----- Exercise data -----

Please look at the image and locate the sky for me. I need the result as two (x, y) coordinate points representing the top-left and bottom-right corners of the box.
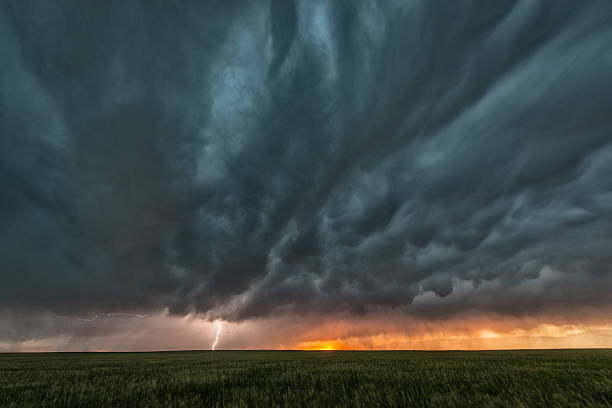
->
(0, 0), (612, 351)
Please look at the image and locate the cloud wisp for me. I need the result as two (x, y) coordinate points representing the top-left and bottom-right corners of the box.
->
(0, 0), (612, 350)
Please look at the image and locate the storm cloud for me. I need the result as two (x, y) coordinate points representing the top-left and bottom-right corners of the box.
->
(0, 0), (612, 332)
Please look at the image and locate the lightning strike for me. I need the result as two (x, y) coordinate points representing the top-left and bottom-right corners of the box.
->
(212, 320), (221, 351)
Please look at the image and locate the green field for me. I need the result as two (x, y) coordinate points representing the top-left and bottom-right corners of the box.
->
(0, 350), (612, 407)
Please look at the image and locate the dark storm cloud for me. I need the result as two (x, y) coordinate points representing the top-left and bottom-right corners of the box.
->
(0, 0), (612, 326)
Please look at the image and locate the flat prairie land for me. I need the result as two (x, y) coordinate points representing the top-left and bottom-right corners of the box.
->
(0, 349), (612, 407)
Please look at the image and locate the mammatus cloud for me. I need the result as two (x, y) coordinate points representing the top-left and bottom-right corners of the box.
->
(0, 0), (612, 348)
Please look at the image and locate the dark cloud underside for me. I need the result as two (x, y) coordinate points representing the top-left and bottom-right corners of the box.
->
(0, 0), (612, 319)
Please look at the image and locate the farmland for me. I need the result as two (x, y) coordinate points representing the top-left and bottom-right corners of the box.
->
(0, 350), (612, 407)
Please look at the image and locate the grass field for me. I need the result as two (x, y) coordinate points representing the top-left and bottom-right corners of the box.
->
(0, 350), (612, 407)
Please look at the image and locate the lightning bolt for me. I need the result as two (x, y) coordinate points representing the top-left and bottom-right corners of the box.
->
(212, 320), (221, 351)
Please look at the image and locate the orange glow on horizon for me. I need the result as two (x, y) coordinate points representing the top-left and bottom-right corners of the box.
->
(296, 340), (353, 351)
(290, 324), (612, 351)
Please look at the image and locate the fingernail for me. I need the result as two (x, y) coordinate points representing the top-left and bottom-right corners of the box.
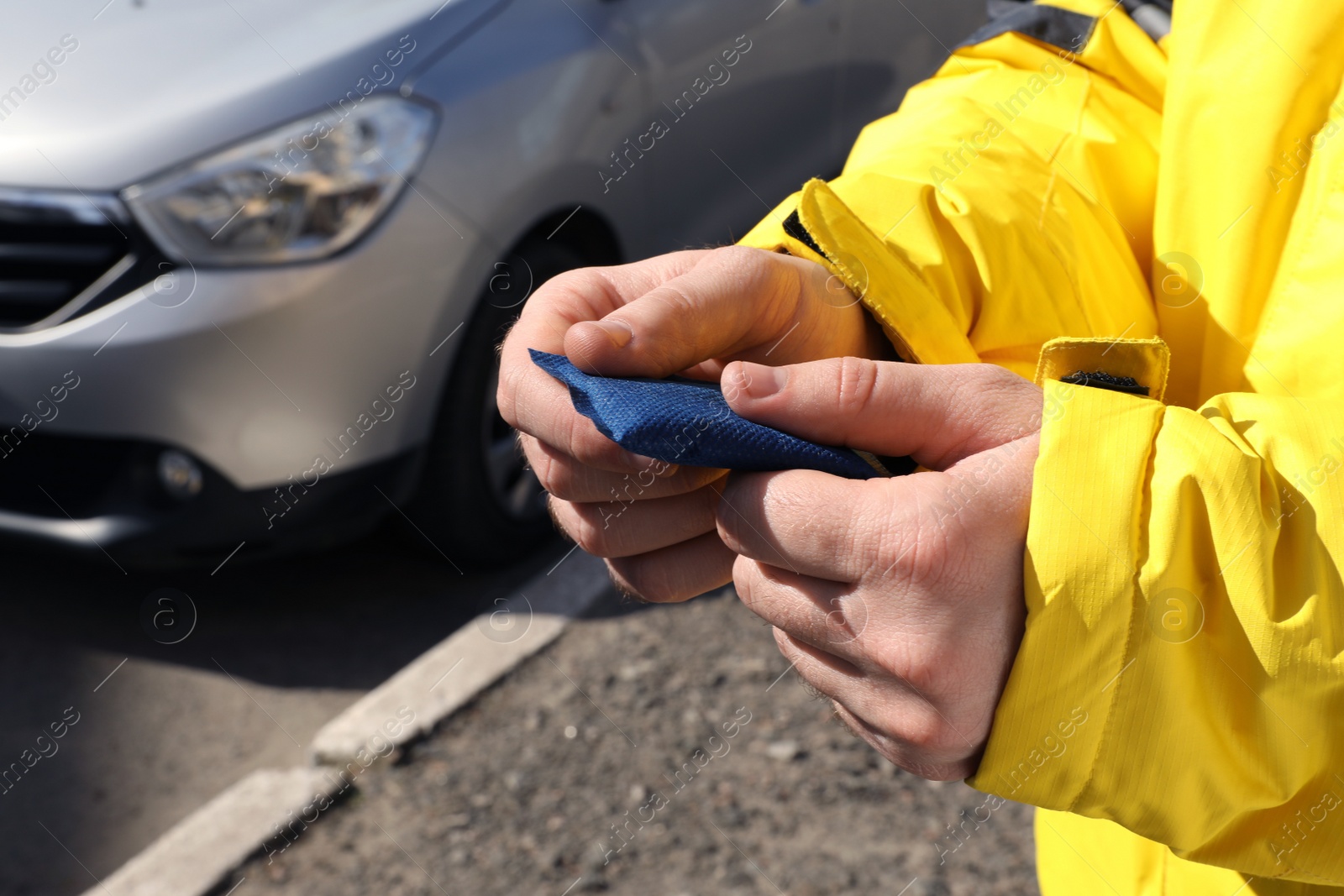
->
(593, 320), (634, 348)
(734, 361), (789, 398)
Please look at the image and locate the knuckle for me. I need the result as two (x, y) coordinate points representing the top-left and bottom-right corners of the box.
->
(569, 504), (621, 558)
(894, 705), (954, 757)
(606, 556), (684, 603)
(714, 246), (771, 267)
(522, 442), (575, 500)
(836, 358), (878, 418)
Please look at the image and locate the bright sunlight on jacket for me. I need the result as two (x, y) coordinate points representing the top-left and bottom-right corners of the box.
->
(743, 0), (1344, 896)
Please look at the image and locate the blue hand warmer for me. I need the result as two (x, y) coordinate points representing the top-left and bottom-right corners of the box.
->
(529, 349), (891, 479)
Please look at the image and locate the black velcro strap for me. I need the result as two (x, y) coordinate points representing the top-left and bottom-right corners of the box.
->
(784, 210), (829, 258)
(1059, 371), (1147, 398)
(957, 3), (1097, 52)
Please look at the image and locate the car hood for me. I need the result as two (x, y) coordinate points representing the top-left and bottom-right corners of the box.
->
(0, 0), (508, 191)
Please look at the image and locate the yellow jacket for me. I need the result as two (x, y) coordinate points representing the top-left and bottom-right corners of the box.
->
(743, 0), (1344, 896)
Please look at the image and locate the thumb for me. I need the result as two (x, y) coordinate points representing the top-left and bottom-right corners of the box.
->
(564, 246), (811, 378)
(723, 358), (1044, 470)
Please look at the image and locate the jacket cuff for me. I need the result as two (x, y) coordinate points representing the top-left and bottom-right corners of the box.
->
(968, 340), (1165, 811)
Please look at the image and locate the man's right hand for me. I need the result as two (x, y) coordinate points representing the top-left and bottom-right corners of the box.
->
(499, 246), (891, 602)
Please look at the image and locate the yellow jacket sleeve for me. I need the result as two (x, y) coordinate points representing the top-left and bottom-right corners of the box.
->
(743, 0), (1344, 885)
(742, 0), (1165, 376)
(970, 359), (1344, 884)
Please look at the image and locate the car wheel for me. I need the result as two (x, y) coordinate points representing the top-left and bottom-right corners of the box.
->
(412, 239), (587, 565)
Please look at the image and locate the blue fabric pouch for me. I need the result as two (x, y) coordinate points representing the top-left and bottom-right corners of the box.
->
(528, 349), (891, 479)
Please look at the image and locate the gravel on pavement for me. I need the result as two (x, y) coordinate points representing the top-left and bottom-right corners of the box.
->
(217, 589), (1037, 896)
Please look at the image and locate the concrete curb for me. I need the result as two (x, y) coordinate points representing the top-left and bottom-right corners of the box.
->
(85, 768), (339, 896)
(312, 552), (610, 764)
(85, 551), (610, 896)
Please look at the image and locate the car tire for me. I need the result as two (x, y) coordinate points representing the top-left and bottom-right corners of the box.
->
(410, 238), (587, 567)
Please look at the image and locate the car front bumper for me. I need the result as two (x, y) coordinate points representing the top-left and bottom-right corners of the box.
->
(0, 185), (495, 562)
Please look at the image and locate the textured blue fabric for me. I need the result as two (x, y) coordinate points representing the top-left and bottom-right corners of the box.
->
(529, 349), (889, 479)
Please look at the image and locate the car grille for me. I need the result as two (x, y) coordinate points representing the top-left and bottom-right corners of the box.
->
(0, 188), (172, 332)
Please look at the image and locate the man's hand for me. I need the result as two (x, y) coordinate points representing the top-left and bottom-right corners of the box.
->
(717, 358), (1043, 780)
(499, 246), (891, 600)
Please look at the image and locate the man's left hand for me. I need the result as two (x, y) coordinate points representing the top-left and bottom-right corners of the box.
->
(717, 358), (1043, 780)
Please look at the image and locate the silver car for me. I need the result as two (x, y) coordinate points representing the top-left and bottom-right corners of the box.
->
(0, 0), (979, 565)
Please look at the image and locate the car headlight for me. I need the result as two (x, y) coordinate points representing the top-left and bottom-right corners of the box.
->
(123, 94), (434, 265)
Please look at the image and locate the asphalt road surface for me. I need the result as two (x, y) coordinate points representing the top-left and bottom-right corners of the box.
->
(217, 591), (1037, 896)
(0, 532), (554, 896)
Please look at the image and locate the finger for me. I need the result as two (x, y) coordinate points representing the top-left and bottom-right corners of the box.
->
(717, 470), (914, 582)
(496, 251), (706, 473)
(519, 432), (727, 502)
(549, 485), (719, 558)
(606, 532), (735, 603)
(732, 556), (876, 658)
(774, 629), (974, 780)
(564, 246), (867, 376)
(723, 358), (1044, 470)
(831, 700), (979, 780)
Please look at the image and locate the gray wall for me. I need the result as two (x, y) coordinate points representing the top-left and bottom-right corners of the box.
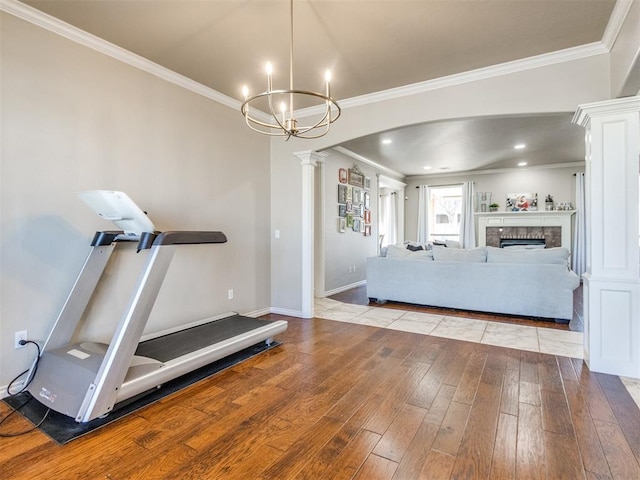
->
(318, 150), (378, 294)
(0, 13), (271, 386)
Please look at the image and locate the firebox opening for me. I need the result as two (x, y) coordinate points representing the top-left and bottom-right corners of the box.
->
(500, 238), (547, 248)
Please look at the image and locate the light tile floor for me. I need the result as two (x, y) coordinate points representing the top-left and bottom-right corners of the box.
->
(314, 298), (640, 407)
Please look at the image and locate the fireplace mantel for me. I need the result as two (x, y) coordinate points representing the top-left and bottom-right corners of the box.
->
(475, 210), (576, 251)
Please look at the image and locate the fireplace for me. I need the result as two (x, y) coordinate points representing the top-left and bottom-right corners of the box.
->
(500, 238), (547, 248)
(475, 210), (575, 251)
(486, 227), (562, 248)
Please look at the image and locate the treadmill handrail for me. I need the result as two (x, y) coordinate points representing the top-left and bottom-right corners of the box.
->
(91, 230), (227, 251)
(153, 231), (227, 246)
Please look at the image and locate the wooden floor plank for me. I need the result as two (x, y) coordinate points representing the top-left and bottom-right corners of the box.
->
(594, 420), (640, 480)
(322, 430), (380, 480)
(373, 405), (427, 463)
(489, 413), (518, 480)
(516, 403), (546, 480)
(594, 373), (640, 460)
(564, 380), (611, 478)
(353, 455), (398, 480)
(452, 382), (501, 479)
(432, 402), (471, 457)
(393, 420), (440, 480)
(418, 450), (456, 480)
(544, 431), (586, 480)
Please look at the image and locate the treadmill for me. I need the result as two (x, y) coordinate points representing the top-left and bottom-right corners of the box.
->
(28, 190), (287, 423)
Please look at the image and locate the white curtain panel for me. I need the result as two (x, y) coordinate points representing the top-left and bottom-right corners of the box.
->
(460, 182), (476, 248)
(386, 192), (398, 245)
(571, 173), (587, 278)
(416, 185), (430, 243)
(380, 192), (398, 248)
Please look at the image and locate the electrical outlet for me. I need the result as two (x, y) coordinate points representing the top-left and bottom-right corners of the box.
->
(14, 330), (28, 350)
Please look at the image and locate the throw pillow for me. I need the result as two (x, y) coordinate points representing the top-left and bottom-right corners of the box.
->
(433, 246), (487, 263)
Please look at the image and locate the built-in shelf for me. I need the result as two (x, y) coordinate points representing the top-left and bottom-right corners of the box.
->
(474, 210), (576, 217)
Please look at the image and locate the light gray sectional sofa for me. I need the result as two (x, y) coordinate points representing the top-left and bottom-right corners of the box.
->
(367, 245), (580, 323)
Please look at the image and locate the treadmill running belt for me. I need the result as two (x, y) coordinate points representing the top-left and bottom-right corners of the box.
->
(136, 315), (271, 362)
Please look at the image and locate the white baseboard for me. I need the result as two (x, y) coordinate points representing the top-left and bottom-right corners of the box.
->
(243, 307), (272, 318)
(317, 280), (367, 297)
(270, 307), (303, 318)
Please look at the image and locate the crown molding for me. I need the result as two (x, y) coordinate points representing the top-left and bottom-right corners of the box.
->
(407, 161), (585, 181)
(331, 146), (405, 179)
(0, 0), (278, 121)
(0, 0), (633, 122)
(336, 42), (609, 113)
(602, 0), (633, 52)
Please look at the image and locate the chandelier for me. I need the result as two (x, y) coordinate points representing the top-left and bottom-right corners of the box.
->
(240, 0), (341, 140)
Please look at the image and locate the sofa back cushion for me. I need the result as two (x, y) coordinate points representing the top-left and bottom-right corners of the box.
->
(487, 247), (569, 265)
(433, 245), (487, 263)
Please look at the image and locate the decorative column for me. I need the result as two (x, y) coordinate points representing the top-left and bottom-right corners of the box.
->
(294, 150), (327, 318)
(573, 96), (640, 378)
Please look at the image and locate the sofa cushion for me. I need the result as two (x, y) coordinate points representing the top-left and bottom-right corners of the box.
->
(487, 247), (569, 265)
(433, 245), (487, 263)
(387, 245), (433, 260)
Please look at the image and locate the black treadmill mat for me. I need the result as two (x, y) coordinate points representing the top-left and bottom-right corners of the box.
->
(3, 342), (280, 445)
(136, 315), (272, 362)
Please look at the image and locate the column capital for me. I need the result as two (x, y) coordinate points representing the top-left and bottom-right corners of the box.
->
(293, 150), (329, 167)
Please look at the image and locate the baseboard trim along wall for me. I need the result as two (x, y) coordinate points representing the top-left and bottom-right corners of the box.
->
(316, 280), (367, 298)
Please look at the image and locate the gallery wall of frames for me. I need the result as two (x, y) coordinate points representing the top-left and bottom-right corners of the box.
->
(338, 165), (371, 237)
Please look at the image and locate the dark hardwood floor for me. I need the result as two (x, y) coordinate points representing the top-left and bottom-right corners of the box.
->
(329, 284), (584, 332)
(0, 315), (640, 480)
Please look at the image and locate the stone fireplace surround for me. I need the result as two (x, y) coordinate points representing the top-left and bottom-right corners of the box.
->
(475, 210), (576, 251)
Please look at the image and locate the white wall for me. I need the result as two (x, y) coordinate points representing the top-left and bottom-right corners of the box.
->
(0, 13), (271, 385)
(405, 162), (584, 241)
(611, 0), (640, 98)
(316, 150), (378, 294)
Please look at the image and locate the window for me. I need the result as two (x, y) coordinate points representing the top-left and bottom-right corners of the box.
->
(429, 185), (462, 241)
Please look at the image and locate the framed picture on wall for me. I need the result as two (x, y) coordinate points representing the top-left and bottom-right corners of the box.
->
(346, 213), (353, 228)
(338, 185), (348, 203)
(349, 169), (364, 188)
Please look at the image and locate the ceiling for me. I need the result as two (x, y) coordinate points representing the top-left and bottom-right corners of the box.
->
(23, 0), (615, 175)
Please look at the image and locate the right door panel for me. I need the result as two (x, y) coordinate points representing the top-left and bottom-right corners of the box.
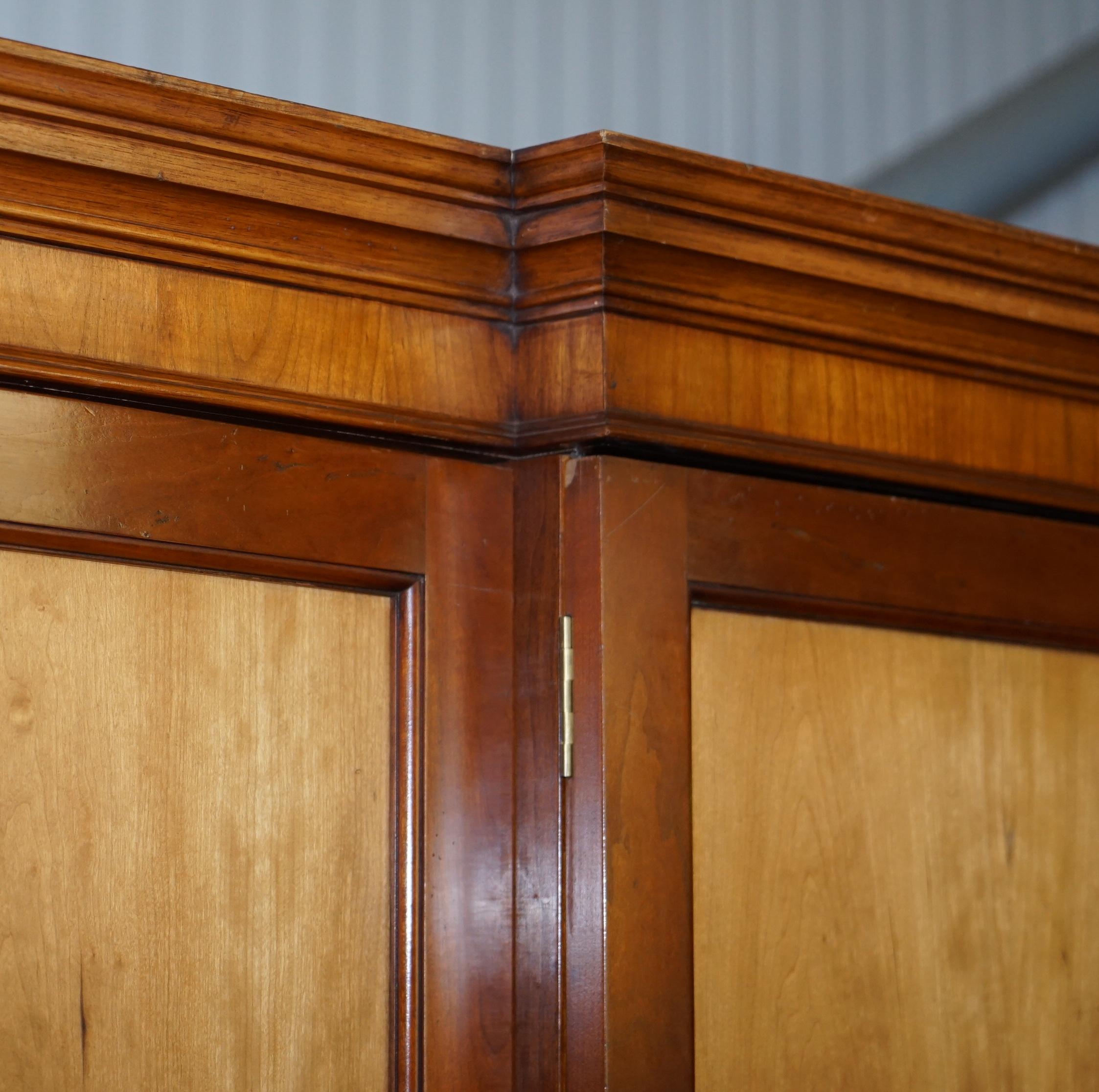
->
(691, 608), (1099, 1092)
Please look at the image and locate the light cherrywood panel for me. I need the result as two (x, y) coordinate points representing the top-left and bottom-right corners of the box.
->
(0, 551), (392, 1092)
(691, 609), (1099, 1092)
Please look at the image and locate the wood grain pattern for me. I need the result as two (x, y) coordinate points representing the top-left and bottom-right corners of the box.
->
(691, 610), (1099, 1092)
(0, 551), (392, 1092)
(6, 43), (1099, 512)
(422, 459), (515, 1092)
(608, 316), (1099, 504)
(0, 240), (511, 437)
(512, 455), (564, 1092)
(687, 462), (1099, 649)
(0, 389), (426, 573)
(563, 459), (693, 1092)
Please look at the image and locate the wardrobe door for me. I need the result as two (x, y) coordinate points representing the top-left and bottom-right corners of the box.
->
(0, 550), (393, 1090)
(0, 391), (514, 1092)
(691, 609), (1099, 1092)
(562, 459), (1099, 1092)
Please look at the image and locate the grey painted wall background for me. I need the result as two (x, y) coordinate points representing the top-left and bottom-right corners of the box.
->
(0, 0), (1099, 243)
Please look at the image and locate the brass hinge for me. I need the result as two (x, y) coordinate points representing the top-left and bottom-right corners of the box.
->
(560, 615), (572, 777)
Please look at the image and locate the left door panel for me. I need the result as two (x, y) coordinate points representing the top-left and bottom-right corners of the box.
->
(0, 558), (393, 1090)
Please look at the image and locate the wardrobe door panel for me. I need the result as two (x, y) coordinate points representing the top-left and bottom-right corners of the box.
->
(0, 558), (393, 1090)
(691, 609), (1099, 1092)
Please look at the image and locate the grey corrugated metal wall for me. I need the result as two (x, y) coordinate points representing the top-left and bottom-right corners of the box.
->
(6, 0), (1099, 243)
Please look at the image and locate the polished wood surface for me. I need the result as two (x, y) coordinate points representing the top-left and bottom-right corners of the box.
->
(422, 459), (515, 1092)
(563, 459), (693, 1092)
(6, 43), (1099, 514)
(562, 456), (1099, 1092)
(691, 610), (1099, 1092)
(0, 380), (519, 1092)
(0, 551), (392, 1092)
(0, 239), (511, 441)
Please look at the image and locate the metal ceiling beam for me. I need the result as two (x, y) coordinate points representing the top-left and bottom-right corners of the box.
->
(857, 39), (1099, 219)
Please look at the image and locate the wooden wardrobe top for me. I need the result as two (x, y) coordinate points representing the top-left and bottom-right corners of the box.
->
(0, 34), (1099, 512)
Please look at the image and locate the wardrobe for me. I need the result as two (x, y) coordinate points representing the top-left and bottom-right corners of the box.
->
(0, 42), (1099, 1092)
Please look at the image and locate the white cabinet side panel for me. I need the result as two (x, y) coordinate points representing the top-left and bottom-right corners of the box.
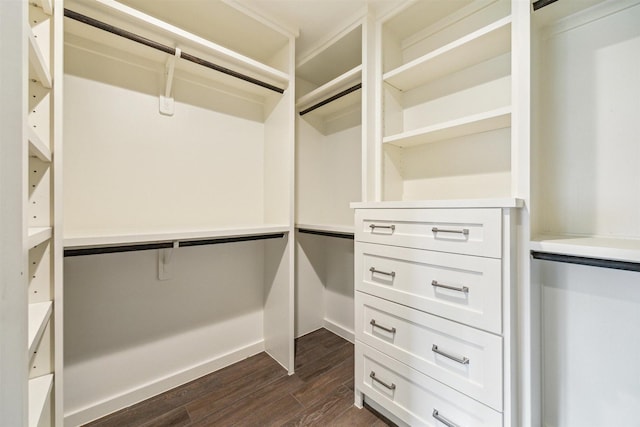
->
(534, 261), (640, 427)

-----

▸ What to produce
Copy out the stretch from the line containing "Please look at the image and locate the built-in" through the line containing "(136, 315), (271, 362)", swapping "bottom-right" for "lower-right" and keeping everything else the same.

▸ The solution
Please look at the image and locate the built-in shelf for me. I need the result as two (x, y) coordinate points representing the top-left and lower-right corners of the box.
->
(474, 210), (576, 217)
Please look at the image and locate the light gray sectional sofa for me. I need the result as two (x, y) coordinate points representing the top-left and lower-right corners of the box.
->
(367, 245), (580, 323)
Please look at the image and locate the treadmill running belt for me. I need the result as two (x, y) coordinate points representing the top-left and lower-right corners of the box.
->
(136, 315), (271, 362)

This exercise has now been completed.